▶ _CHALLENGES_
**a.** Using the forum thread about the math challenge, decide whether each statement agrees with it: (i) the prize offered for a solution is 500 Pounds; (ii) Tom gives 45 degrees as his answer to the third English question; (iii) joseff says part ii can be solved without vectors. Answer yes or no for each and quote the deciding words.
**b.** Carry on the forum thread about the math challenge, starting after its final line.

Anybody up for a challenge?

[f1.redbaron]

Most of us are either engineering students or have a degree in engineering, so solving a simple grade 12 math question shouldn't pose a problem. Yeah, right

Solve it, and send it for a chance to win 500 Pounds.

http://news.bbc.co.uk/2/hi/uk_news/educ ... tm#chinese

[Tom]

I can do the English ones easily:
i, 5m
ii, 6m^2
iii, 36.87degrees

I'm definetly going to show my math teacher the Chinese one, its all just vectors I think and its probably not as hard as it looks.

[joseff]

Tom is correct: doing everything with vectors is the easiest.
without vectors you could do i & ii easily though:

i) By definition of a square prism, ABCD is orthogonal to AA'C'C and therefore BD is perpendicular to A'C. QED.

ii) Consider ABCD: given AD=2, DC=2*(3^0.5) AD perpendicular to DC, therefore by Pythagoras' Theorem AC=4.

Location annotation dataset excerpts:
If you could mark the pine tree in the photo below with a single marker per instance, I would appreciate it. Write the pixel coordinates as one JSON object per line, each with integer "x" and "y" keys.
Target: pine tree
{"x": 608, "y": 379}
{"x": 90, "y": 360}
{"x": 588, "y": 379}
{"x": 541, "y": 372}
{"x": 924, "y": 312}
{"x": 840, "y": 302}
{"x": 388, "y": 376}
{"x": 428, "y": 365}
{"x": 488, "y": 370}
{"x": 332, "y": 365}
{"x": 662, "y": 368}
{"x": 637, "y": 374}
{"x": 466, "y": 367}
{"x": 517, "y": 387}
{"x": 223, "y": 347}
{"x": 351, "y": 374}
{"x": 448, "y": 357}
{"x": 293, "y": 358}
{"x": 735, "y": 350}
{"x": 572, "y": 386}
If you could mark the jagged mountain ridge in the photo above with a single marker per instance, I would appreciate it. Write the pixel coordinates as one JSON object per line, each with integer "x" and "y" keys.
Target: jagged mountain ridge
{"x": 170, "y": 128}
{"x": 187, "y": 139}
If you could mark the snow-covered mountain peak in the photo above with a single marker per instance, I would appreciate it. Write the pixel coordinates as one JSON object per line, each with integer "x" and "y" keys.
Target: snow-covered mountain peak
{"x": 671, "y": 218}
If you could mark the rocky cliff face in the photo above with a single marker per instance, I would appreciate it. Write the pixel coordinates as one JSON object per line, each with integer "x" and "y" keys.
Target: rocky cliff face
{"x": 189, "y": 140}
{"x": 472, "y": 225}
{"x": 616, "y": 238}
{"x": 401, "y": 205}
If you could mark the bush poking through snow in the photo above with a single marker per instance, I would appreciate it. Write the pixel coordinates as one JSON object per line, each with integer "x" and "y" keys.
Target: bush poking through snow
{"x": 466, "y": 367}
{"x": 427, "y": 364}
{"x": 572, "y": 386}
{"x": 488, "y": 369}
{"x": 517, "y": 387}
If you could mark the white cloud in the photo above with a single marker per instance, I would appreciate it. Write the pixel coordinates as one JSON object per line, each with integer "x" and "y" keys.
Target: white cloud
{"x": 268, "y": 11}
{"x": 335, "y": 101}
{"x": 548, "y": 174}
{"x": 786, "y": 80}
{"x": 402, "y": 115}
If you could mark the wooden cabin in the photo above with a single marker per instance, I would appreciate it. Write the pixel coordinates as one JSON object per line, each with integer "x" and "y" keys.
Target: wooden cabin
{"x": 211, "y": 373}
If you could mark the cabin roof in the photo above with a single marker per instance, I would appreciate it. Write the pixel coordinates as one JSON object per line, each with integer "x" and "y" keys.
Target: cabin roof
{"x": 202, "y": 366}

▶ _TASK ANSWERS_
**a.**
(i) Yes: "Solve it, and send it for a chance to win 500 Pounds."
(ii) No: "iii, 36.87degrees"
(iii) Yes: "without vectors you could do i & ii easily though"

**b.**
AC perpendicular to BD therefore AC * DE = AD * DC
DE = 3^.5
Consider the rectangle AA'C'C, which is orthogonal to both A'BD and BC'D and therefore the angle between both planes is the angle between A'E and EC'
By Pythagoras' Theorem:
A'E = 2, EC' = 2*(3^0.5) and therefore A'EC' is a right angle.
The angle between A'BD and BC'D is 90deg.

iii) we'll have to do this vector-style.
Frame of reference:
i // EC, j // EB, k // AA'
therefore the vectors: AD = (i -3^0.5j 0) and BC' (3i -3^0.5j 3^0.5k)
let the containing angle = a, therefore:
cos a = (AD.BC') / (|AD| * |BC'|)
cos a = 6 / (2 * 15^0.5)
a = arc cos (6 / (2 * 15^0.5))

And at this point I'm just too lazy to run the number through the calculator

Edited to insert i, j, k

[Saribro]

I can do the English ones easily:
iii, 36.87degrees

And you started out so well :p.
They asked for tan(theta) in fractional form, aka 3/4, not the angle itself :).

In any case, that English test is beyond silly, the Chinese test seems a similar level to what we got as entrance exam for engineering.

[wazojugs]

I can do the English ones easily:
i, 5m
ii, 6m^2
iii, 36.87degrees

I'm definetly going to show my math teacher the Chinese one, its all just vectors I think and its probably not as hard as it looks.

Did part 3 have to given as a fraction? if so is it 3/5 giving 0.6 then the inv sine of that gives 36.86 degrees.

Angle (^) = (5/sin 90) x (3/sin ^)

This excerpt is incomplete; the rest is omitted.